* _Document passage_:

[Shipped] A Multi-View Solution for PBFT Protocol

What problem are you solving?

Describe the pain point. What are the shortcomings of current solutions?

Proof of Stake achieves the consensus through a voting system which is implemented through a BFT protocol. The well-known BFT protocols are Tendermint, Hotstuff, PBFT which are bi-modal approaches: the protocol typically consists of a simple normal path where a leader makes proposals and everyone votes. When the normal path fails, the protocol switches to a much more complicated fall-back mode typically called a “view change”. The view change protocol must essentially embed a “full-fledged” consensus that offers both consistency and liveness. As such, the complexity of classical protocols arises due to the view change.

In this work, we propose a new approach that could overcome the limitation of view change approach.

What is our solution?

Why is it a good idea? What’s new about what you’re doing? The more details, the better. Sketches, mockups, demos, prototypes, videos, pictures - it all helps community members get excited as you are.

In the case of network traffic peaking, some nodes could commit a block, while other nodes fail to reach the commitment. The idea is on the network, nodes will maintain multi chain view in which the committee could choose the longest branch as a finality chain. For block aggreement, We use a modified pBFT protocol consisting of 3 phases.

modified PFT

After commit phase, the block is inserted into the multi-view graph in which there will be algorithm to select the block as final and the longest chain for next propose phase. The detailed spec will be announced later in the comment section.

Who are you?

Introduce the project team members (schools, jobs, projects, github, twitter, blogs, etc.) and any similar work you’ve done.

We consist of 1 researcher and 5 enginneer at Incognito Scalability team (@0xkumi, @hungngo, @jason, @lam, @hyng, @duybao). Our research interests lie in building efficient blockchain that can scale to thousands of node.

* _Data provided_:
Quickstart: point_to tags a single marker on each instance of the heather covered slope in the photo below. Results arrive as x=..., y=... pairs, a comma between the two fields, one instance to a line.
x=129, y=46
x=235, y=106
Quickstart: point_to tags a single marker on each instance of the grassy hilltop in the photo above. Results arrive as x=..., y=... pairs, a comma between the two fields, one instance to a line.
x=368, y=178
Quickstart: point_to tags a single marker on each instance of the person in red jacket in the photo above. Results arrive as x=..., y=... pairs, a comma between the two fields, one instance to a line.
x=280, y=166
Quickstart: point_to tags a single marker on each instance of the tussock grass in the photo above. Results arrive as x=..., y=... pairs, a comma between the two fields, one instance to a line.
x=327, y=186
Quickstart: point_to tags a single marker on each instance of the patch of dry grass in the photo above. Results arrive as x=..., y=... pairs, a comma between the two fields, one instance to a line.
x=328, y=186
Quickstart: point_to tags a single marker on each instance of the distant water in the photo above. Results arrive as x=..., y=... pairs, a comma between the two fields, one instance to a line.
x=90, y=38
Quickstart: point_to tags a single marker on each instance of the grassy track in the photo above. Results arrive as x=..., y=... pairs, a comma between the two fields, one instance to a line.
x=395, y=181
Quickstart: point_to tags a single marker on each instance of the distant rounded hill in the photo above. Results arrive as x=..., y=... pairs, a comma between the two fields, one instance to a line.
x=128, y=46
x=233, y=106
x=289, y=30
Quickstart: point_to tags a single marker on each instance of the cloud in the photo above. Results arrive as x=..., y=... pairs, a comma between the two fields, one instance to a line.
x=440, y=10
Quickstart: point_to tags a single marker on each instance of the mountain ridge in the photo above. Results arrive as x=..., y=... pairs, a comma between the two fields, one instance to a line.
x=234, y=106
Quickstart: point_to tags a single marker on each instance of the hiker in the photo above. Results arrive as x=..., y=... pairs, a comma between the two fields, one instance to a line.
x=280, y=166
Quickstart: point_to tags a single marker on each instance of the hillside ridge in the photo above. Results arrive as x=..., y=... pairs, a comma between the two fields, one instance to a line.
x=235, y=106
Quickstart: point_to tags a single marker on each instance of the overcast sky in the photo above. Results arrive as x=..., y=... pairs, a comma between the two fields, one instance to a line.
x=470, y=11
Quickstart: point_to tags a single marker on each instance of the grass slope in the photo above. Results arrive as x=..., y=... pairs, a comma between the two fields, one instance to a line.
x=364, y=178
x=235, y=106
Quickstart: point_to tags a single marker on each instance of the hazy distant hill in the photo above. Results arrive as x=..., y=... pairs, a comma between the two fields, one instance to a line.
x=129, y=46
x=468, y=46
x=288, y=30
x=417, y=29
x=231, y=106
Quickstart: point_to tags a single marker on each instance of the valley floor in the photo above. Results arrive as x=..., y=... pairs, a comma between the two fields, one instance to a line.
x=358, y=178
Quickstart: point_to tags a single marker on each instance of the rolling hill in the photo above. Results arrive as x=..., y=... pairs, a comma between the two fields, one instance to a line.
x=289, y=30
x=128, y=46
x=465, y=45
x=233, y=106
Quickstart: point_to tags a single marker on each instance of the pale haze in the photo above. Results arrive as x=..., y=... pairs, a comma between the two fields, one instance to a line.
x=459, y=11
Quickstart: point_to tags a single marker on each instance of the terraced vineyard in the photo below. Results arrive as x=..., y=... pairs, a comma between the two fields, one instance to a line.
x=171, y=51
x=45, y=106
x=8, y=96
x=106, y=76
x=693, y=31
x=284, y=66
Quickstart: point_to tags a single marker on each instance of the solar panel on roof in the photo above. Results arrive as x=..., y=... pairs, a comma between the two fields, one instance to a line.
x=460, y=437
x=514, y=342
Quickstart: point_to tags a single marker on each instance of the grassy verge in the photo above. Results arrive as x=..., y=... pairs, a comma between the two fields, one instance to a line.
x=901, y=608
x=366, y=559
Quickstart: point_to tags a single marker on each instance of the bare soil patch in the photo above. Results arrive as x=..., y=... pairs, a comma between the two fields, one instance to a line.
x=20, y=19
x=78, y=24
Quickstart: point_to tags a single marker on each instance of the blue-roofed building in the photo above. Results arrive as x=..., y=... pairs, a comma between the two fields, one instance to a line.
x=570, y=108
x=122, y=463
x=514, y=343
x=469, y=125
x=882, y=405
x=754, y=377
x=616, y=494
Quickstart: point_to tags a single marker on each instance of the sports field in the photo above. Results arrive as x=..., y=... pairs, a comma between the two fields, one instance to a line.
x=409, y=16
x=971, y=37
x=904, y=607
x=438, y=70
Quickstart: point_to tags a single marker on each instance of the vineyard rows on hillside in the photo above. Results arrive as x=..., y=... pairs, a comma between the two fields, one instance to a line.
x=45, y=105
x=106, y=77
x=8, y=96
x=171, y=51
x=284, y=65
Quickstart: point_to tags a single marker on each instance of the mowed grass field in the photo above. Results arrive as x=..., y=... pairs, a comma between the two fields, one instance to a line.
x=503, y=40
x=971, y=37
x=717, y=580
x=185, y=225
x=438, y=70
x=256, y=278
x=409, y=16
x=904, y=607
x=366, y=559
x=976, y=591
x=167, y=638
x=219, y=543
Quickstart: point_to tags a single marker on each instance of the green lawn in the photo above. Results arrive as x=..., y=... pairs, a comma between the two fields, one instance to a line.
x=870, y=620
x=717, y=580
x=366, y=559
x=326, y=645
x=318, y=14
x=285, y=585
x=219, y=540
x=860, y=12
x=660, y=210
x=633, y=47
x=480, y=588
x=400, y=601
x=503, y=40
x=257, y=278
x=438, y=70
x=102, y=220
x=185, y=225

* _Task description_:
Answer these questions about the multi-view PBFT proposal:
(a) Which BFT protocols does it name as well-known?
(b) How many phases does its modified pBFT protocol for block agreement have?
(c) How many researchers and how many engineers make up the team, and what is the team called?
The records aren't needed for this.

* _Solution to the exercise_:
(a) Tendermint, Hotstuff and PBFT.
(b) Three phases.
(c) One researcher and five engineers, on the Incognito Scalability team.